* **REQUIREMENTS**: Please rescale the stretch of the material from the line containing "of the artificial" through the end of the material, writing those lines out again with the requests included. Multiply every coordinate in the answers by 0.5 and round to whole numbers, with halves going up.

* **DATA LINES**:

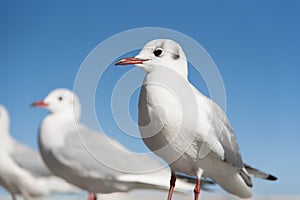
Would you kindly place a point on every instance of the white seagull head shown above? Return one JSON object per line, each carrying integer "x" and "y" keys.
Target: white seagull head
{"x": 157, "y": 54}
{"x": 61, "y": 101}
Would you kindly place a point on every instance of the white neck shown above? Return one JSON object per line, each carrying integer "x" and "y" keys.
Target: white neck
{"x": 54, "y": 129}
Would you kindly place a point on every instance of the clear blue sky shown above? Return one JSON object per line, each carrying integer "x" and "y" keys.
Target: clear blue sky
{"x": 255, "y": 44}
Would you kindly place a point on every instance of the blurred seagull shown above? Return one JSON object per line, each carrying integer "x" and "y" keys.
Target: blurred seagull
{"x": 90, "y": 159}
{"x": 184, "y": 127}
{"x": 22, "y": 170}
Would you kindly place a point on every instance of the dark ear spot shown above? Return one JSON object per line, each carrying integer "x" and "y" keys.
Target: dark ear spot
{"x": 176, "y": 56}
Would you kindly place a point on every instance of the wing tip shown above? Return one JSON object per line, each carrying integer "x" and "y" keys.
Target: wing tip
{"x": 272, "y": 178}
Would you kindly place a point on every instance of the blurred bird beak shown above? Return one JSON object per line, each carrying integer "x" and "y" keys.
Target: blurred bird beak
{"x": 39, "y": 104}
{"x": 130, "y": 61}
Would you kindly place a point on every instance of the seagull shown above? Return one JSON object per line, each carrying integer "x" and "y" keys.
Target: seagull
{"x": 89, "y": 159}
{"x": 22, "y": 171}
{"x": 184, "y": 127}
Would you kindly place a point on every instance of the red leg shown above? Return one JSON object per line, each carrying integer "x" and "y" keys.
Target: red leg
{"x": 92, "y": 196}
{"x": 172, "y": 185}
{"x": 197, "y": 189}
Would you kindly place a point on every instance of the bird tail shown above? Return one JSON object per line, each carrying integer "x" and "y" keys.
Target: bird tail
{"x": 259, "y": 174}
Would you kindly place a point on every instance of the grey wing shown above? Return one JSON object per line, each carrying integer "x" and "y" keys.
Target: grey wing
{"x": 226, "y": 137}
{"x": 91, "y": 153}
{"x": 222, "y": 130}
{"x": 30, "y": 160}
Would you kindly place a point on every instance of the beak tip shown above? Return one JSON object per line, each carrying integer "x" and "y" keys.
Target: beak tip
{"x": 39, "y": 104}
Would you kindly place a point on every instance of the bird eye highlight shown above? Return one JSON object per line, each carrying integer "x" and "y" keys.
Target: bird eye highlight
{"x": 158, "y": 52}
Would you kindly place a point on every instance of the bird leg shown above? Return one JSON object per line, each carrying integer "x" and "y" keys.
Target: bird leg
{"x": 197, "y": 189}
{"x": 92, "y": 196}
{"x": 172, "y": 185}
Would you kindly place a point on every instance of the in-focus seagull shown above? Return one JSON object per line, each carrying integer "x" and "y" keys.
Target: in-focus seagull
{"x": 90, "y": 159}
{"x": 22, "y": 171}
{"x": 183, "y": 126}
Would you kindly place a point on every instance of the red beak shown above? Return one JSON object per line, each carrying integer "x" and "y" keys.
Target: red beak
{"x": 130, "y": 61}
{"x": 39, "y": 104}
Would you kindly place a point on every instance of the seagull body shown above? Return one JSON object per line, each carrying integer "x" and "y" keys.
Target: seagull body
{"x": 22, "y": 170}
{"x": 89, "y": 159}
{"x": 183, "y": 126}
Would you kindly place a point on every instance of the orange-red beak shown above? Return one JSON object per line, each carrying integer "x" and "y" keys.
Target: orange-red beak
{"x": 39, "y": 104}
{"x": 130, "y": 61}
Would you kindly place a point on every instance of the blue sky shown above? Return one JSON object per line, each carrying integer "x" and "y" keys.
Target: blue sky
{"x": 255, "y": 45}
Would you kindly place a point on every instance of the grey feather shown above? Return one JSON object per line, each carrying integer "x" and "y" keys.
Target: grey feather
{"x": 259, "y": 174}
{"x": 27, "y": 158}
{"x": 222, "y": 129}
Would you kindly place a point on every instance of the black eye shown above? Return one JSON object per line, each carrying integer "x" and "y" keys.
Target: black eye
{"x": 158, "y": 52}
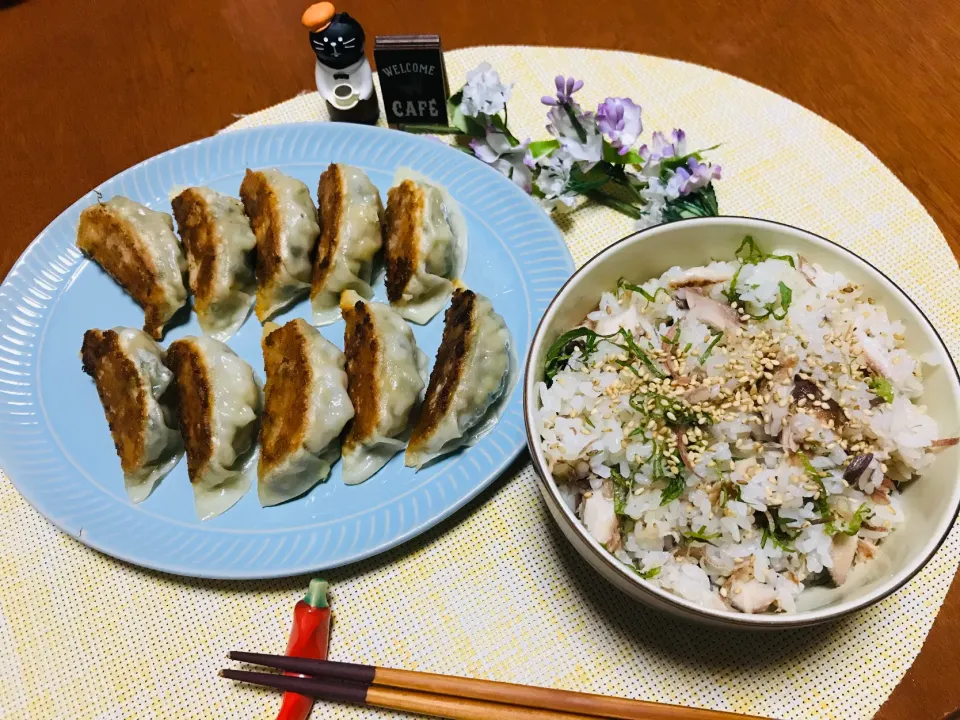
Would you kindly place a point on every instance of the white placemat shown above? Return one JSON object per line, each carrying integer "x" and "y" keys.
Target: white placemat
{"x": 495, "y": 591}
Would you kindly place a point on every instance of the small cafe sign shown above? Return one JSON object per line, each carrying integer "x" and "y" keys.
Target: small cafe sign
{"x": 413, "y": 79}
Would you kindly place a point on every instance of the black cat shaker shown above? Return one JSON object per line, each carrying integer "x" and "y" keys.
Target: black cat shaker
{"x": 343, "y": 75}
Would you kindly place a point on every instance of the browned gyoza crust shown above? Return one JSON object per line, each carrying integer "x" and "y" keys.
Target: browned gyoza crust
{"x": 287, "y": 394}
{"x": 116, "y": 247}
{"x": 200, "y": 239}
{"x": 261, "y": 206}
{"x": 458, "y": 335}
{"x": 363, "y": 351}
{"x": 194, "y": 395}
{"x": 404, "y": 223}
{"x": 330, "y": 195}
{"x": 122, "y": 394}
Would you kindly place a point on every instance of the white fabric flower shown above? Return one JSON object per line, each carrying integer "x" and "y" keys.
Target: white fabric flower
{"x": 553, "y": 179}
{"x": 484, "y": 93}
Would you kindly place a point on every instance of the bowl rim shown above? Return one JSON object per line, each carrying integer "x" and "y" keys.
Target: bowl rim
{"x": 727, "y": 617}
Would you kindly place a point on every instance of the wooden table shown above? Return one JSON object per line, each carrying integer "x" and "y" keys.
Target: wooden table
{"x": 89, "y": 89}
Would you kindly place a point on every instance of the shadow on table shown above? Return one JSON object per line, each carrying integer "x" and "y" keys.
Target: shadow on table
{"x": 635, "y": 624}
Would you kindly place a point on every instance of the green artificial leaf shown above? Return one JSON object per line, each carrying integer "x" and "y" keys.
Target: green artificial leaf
{"x": 543, "y": 147}
{"x": 612, "y": 155}
{"x": 583, "y": 182}
{"x": 500, "y": 124}
{"x": 702, "y": 203}
{"x": 466, "y": 125}
{"x": 614, "y": 203}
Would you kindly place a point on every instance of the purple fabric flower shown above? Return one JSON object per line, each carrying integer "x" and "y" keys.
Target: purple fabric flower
{"x": 695, "y": 176}
{"x": 566, "y": 87}
{"x": 514, "y": 161}
{"x": 619, "y": 120}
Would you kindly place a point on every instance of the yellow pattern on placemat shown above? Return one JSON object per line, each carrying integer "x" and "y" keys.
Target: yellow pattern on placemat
{"x": 496, "y": 591}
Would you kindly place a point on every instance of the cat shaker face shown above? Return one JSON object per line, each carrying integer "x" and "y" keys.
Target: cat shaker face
{"x": 339, "y": 44}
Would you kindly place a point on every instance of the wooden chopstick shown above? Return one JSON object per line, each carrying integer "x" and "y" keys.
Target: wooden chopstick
{"x": 529, "y": 696}
{"x": 441, "y": 706}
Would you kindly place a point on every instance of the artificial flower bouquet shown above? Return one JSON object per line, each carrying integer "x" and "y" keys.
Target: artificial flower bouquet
{"x": 589, "y": 155}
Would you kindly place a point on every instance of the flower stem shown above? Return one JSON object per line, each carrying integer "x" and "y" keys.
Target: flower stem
{"x": 431, "y": 129}
{"x": 617, "y": 204}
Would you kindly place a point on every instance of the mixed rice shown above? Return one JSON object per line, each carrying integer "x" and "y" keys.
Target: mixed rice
{"x": 736, "y": 432}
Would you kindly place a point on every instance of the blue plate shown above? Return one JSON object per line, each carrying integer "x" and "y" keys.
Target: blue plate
{"x": 56, "y": 447}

* **RESPONSE TO THE TASK**:
Would you kindly place a point on every instance of the artificial flower bouquet shown above? Return one JSON object per line, each carrying integer "x" and "y" keys.
Target: artificial flower bouquet
{"x": 295, "y": 78}
Would you kindly place a point on every instance of the flower stem shown above? Return one JSON object per line, each carrying integer "x" and "y" keys.
Target: flower stem
{"x": 216, "y": 65}
{"x": 309, "y": 102}
Would you kindly place a point on every instance of the mixed rice shown above? Return one JSON object per line, each carrying integer "x" and "y" keys.
Target: mixed rice
{"x": 368, "y": 216}
Would you kindly place a point on every instance of the blue plate shown above? Return one JSON object per line, each carrying integer "x" and "y" keys.
Target: blue plate
{"x": 28, "y": 224}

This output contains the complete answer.